**Estratto della fonte**
● ● ● ●

Machete Kills > Robert Rodriguez

 

Quando un film include, previene e esorcizza la propria stroncatura è quasi impossibile da descrivere, tanto meno da giudicare.
Se avete visto gli altri film di Rodriguez della serie Grindhouse sapete cosa aspettarvi, e andate in pace. Ma qualcosa forse si può ancora dire. Quando il regista texano/messicano e Quentin Tarantino hanno deciso di creare questa sorta di ciclo di film-omaggio al cinema brutto, sporco e cattivo di 30 anni fa, avevano un’idea ben chiara in testa, ovvero quella di ricreare nello spettatore moderno il “flusso di adrenalina” che i giovani spettatori dell’epoca provavano di fronte a questo cinema di serie B che usava tutti i mezzi a disposizione per scioccare, divertire e eccitare: e vai con il sesso, le nudità gratuite, la violenza, i dialoghi scurrili, il “politicamente scorretto” ante litteram e la completa noncuranza della logica pur di dare allo spettatore una “sorpresona” che lasciasse di stucco.
Tarantino si è fermato (per ora) a Death Proof e potendoselo permettere, è passato a altre cose.
Rodriguez invece ha deciso di farne un altro, ovvero il primo Machete, che era ancora più volutamente sgangherato del già sghangherato Planet Terror. Forse il film ha avuto troppo successo, e si è ritrovato a farne ancora un altro, ovvero questo qui. Se considerate che già il primo era frutto (probabilmente, non ne sono sicuro) di una decisione dei produttori, visto che in realtà l’idea era nata solo come finto trailer della versione “Double Feature” dei primi due film Grindhouse, si ha come il presentimento che Rogriguez sia un po’ invischiato in una serie di progetti che magari non lo disgustano, ma che lo limitano un po’.

● ● ● ●

**Dati archiviati**
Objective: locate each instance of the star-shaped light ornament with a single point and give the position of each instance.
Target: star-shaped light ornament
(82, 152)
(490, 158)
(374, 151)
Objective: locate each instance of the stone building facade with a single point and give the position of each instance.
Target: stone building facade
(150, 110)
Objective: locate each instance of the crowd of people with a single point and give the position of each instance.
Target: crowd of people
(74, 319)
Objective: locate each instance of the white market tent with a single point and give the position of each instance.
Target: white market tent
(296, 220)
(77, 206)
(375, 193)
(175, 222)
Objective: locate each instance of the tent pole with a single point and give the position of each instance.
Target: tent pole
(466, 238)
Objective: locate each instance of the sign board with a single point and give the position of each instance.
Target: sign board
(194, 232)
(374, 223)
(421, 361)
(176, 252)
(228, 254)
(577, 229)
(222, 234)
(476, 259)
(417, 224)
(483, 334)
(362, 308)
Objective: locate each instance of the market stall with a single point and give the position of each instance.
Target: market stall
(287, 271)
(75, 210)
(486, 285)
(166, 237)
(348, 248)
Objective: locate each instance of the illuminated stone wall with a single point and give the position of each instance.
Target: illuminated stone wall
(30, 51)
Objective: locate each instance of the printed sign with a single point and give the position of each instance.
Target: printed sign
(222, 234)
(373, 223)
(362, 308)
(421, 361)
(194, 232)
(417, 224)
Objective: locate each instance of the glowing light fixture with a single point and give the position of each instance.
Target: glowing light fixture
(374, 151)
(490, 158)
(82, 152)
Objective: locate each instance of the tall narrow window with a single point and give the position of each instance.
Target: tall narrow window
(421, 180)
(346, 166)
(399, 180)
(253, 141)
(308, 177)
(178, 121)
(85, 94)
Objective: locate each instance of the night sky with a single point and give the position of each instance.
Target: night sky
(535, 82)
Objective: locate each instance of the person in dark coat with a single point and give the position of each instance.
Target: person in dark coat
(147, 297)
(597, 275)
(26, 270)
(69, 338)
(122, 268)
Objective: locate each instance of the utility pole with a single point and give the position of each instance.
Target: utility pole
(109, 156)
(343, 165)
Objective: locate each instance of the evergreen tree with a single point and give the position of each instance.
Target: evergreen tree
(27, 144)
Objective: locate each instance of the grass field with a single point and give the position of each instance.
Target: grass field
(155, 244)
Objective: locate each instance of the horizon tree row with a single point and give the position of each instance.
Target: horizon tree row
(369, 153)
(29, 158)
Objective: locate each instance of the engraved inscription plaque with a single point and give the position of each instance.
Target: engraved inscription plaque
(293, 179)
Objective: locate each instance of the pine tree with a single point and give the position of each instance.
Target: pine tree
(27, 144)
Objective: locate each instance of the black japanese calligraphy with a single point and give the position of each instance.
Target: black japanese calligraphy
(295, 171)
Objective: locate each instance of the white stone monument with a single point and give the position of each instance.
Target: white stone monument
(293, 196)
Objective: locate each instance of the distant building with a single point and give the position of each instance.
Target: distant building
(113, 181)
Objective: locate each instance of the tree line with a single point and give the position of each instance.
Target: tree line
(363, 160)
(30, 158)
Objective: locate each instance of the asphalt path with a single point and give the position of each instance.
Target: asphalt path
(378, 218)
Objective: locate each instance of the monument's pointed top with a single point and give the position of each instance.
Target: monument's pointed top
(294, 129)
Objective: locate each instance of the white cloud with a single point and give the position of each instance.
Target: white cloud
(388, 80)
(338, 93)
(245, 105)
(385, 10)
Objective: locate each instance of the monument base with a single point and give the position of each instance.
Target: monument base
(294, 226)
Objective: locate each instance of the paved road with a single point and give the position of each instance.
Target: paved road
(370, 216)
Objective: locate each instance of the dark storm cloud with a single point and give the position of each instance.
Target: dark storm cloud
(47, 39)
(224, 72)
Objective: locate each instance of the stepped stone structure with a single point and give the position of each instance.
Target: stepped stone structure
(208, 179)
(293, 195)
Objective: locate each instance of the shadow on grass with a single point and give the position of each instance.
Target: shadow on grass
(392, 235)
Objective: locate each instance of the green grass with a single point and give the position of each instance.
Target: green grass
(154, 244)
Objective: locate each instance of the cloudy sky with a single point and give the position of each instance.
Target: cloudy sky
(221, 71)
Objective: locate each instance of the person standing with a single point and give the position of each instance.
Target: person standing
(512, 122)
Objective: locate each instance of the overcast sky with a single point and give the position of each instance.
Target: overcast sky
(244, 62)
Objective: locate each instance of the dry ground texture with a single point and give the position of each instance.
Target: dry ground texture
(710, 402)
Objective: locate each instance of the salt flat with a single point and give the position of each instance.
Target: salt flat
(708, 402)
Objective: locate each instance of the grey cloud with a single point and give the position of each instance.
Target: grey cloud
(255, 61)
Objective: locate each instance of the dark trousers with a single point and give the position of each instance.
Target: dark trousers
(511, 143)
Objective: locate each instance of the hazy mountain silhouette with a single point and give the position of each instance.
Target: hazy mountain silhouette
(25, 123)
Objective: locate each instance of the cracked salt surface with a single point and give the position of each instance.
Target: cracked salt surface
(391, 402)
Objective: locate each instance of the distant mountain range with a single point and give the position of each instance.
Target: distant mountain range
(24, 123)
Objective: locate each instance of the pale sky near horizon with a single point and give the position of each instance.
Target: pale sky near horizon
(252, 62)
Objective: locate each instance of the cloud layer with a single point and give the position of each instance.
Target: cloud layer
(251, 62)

● ● ● ●

**Compito da svolgere**
Prosegui la recensione di Machete Kills partendo subito dopo la sua ultima frase. Le voci non sono necessarie.

**Risultato finale**
 

 

D’altro canto, non avendo (incontestabilmente, ammettiamolo) l’intelligenza del suo “compagno d’armi”, questo “gira e rigira” sulle stesse cose alla fine gli fa pure comodo. Ma da questo film la stanchezza mi sembra più che evidente, il che mi fa supporre che sotto sotto, si sia un po’ rotto le scatole anche lui. Quella che era la comicità che scaturiva dall’iperbolicità delle situazioni qui diventa grottesca e autoreferenziale, la violenza resta esagerata, ma non provoca alcuna emozione, nemmeno di divertito disgusto (dimentichiamoci il vaso di testicoli) e soprattutto da l’impressione di essere filmata in modo da non disturbare troppo il pubblico, che per forza di cose è diventato più numeroso e quindi più “mainstream”. Le comparsate di personaggi famosi, che nei film precedenti dava l’idea di una serie di attori che si “nobilitavano” in partecipazioni “di nicchia” qui al contrario fa tanto “progetto una volta indipendente che diventa una sciocchezza milionaria per borghesi geek con poco gusto”.
E non si percepisce alcun entusiasmo da parte del regista né per questo progetto in particolare (a cominciare dal fatto che il personaggio principale non serve praticamente a niente, se non a fare da collante ai quadretti a uso e consumo della Vergara, di Lady GaGa, di Mel Gibson, e compagnia), né per il cinema in generale. Il che è la negazione di tutte le premesse in ragione delle quali Grindhouse era venuto alla luce, e per le quali si era disposti a perdonare tutti i vezzi, le “maniere” e l’infantilismo di fondo. Ma non mancherà di divertire i fan di sicura fede, soprattutto quelli che hanno già deciso che si divertiranno tantissimo.
Mereghetti, parlando di John Carpenter, ha scritto “Non è un regista cinefilo, è un regista che ama il cinema.” Rubo questa frase: guardando questo film ho visto tanta “Cinefilia”, ma amore per il cinema, nemmeno l’ombra.

Maurizio Mongiovi

 

Machete Kills
(USA/Russia, 2013)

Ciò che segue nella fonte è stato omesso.